Repeat every record below exactly as written.

• [Object point labels]:
====================

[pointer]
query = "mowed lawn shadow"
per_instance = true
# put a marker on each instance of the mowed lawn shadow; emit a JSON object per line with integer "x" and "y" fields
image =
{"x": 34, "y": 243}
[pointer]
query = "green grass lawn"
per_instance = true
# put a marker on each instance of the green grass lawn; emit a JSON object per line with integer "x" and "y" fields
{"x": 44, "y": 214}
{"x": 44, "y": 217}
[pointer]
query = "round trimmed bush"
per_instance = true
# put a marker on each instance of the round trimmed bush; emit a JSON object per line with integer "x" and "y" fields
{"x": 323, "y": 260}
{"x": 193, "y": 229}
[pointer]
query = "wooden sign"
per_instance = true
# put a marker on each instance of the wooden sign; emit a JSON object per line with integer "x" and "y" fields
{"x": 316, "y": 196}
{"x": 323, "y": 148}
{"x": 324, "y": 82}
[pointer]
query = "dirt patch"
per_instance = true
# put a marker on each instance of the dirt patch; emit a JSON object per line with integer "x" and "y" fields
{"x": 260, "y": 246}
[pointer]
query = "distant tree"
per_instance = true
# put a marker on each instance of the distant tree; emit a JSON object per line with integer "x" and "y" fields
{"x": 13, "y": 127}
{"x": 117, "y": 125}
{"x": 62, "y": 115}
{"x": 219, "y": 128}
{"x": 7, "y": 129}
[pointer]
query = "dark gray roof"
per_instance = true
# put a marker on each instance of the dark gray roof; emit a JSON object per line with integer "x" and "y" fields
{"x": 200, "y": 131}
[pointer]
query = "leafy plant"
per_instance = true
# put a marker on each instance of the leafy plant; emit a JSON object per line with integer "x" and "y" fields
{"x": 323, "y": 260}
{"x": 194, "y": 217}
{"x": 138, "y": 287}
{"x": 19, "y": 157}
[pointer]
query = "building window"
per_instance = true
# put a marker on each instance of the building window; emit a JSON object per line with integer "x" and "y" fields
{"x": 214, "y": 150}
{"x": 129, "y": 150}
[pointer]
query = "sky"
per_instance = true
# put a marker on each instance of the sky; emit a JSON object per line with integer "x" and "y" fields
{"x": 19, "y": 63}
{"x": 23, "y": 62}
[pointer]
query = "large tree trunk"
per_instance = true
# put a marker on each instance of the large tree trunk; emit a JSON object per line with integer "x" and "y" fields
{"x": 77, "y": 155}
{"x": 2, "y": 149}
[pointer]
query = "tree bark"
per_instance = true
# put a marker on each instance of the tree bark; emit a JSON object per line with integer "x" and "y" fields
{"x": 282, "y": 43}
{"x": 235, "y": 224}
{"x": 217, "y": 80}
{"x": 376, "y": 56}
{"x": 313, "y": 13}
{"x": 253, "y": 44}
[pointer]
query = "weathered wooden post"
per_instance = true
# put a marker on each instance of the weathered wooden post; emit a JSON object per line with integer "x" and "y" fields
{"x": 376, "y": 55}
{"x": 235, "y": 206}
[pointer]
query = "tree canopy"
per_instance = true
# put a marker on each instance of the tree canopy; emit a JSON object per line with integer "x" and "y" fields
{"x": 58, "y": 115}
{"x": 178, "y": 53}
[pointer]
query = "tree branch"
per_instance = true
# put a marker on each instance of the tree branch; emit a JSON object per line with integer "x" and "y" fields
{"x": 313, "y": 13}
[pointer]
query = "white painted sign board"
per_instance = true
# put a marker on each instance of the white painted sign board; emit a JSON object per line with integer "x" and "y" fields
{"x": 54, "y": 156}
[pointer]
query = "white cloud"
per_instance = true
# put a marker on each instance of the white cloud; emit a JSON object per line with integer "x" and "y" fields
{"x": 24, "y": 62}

====================

• [SOLUTION FOR THIS EXERCISE]:
[pointer]
query = "mowed lawn shadow"
per_instance = true
# put a marker on each instance of the mowed lawn shadow; emit a JSON object per line with integer "x" and "y" fields
image =
{"x": 34, "y": 243}
[pointer]
query = "green grass lawn"
per_instance = true
# put a marker on each instance of the green grass lawn; emit a JSON object per line with integer "x" and "y" fields
{"x": 44, "y": 214}
{"x": 44, "y": 217}
[pointer]
query = "round trimmed bush"
per_instance = true
# put a marker on each instance of the round trimmed bush; emit a JSON object per line with integer "x" and "y" fields
{"x": 323, "y": 260}
{"x": 193, "y": 229}
[pointer]
query = "wooden sign"
per_instance = true
# put a marker on each instance of the wooden sign; emit a JSON object per line with integer "x" and "y" fields
{"x": 316, "y": 196}
{"x": 323, "y": 148}
{"x": 324, "y": 82}
[pointer]
query = "dirt patch"
per_instance = true
# put a marker on each instance of the dirt patch; emit a JSON object per line with integer "x" and "y" fields
{"x": 260, "y": 246}
[pointer]
query = "distant tree"
per_instance = true
# put a marker on each instance of the distant tree; emit a JSON object per line with integer "x" and "y" fields
{"x": 13, "y": 127}
{"x": 117, "y": 125}
{"x": 62, "y": 115}
{"x": 219, "y": 128}
{"x": 7, "y": 129}
[pointer]
query = "dark gray roof"
per_instance = true
# put a marker on each instance of the dark gray roof; emit a JSON object per line with integer "x" and "y" fields
{"x": 200, "y": 131}
[pointer]
query = "leafy plant"
per_instance = true
# put a marker on each instance of the leafy plant; emit a JSON object per line with integer "x" and "y" fields
{"x": 323, "y": 260}
{"x": 194, "y": 217}
{"x": 138, "y": 287}
{"x": 19, "y": 157}
[pointer]
query = "building window"
per_instance = true
# put a marker on each instance of the building window; emit a JSON object per line with integer "x" and "y" fields
{"x": 214, "y": 150}
{"x": 129, "y": 150}
[pointer]
query = "sky"
per_instance = true
# put a marker on each instance of the sky; emit a JSON object per line with integer "x" and "y" fields
{"x": 19, "y": 63}
{"x": 23, "y": 62}
[pointer]
query = "large tree trunk"
per_instance = true
# put a marker on each instance of the large tree trunk; emit a JSON object per line with integer "x" and "y" fields
{"x": 77, "y": 155}
{"x": 2, "y": 149}
[pointer]
query = "tree bark"
per_instance = true
# put a marker on each instance of the tree bark; emit a JSON object per line with integer "x" and "y" fields
{"x": 282, "y": 43}
{"x": 235, "y": 224}
{"x": 217, "y": 80}
{"x": 376, "y": 56}
{"x": 313, "y": 13}
{"x": 253, "y": 44}
[pointer]
query = "weathered wooden post"
per_instance = true
# put a marker on each instance of the weathered wooden post; emit a JSON object per line with integer "x" and "y" fields
{"x": 376, "y": 55}
{"x": 235, "y": 206}
[pointer]
query = "tree canopy"
per_instance = true
# put a marker on each instance of the tree canopy; emit a JSON object per line with integer "x" and "y" fields
{"x": 58, "y": 115}
{"x": 178, "y": 53}
[pointer]
query = "tree branch"
per_instance = true
# put a marker on each instance of the tree branch; emit a JSON object per line with integer "x" and "y" fields
{"x": 313, "y": 13}
[pointer]
query = "white painted sign board"
per_instance = true
# put a marker on each instance of the white painted sign board; emit a JSON object per line with integer "x" and "y" fields
{"x": 54, "y": 156}
[pointer]
query = "white cloud"
per_instance = true
# put a marker on each instance of the white cloud; emit a JSON object per line with integer "x" and "y" fields
{"x": 24, "y": 62}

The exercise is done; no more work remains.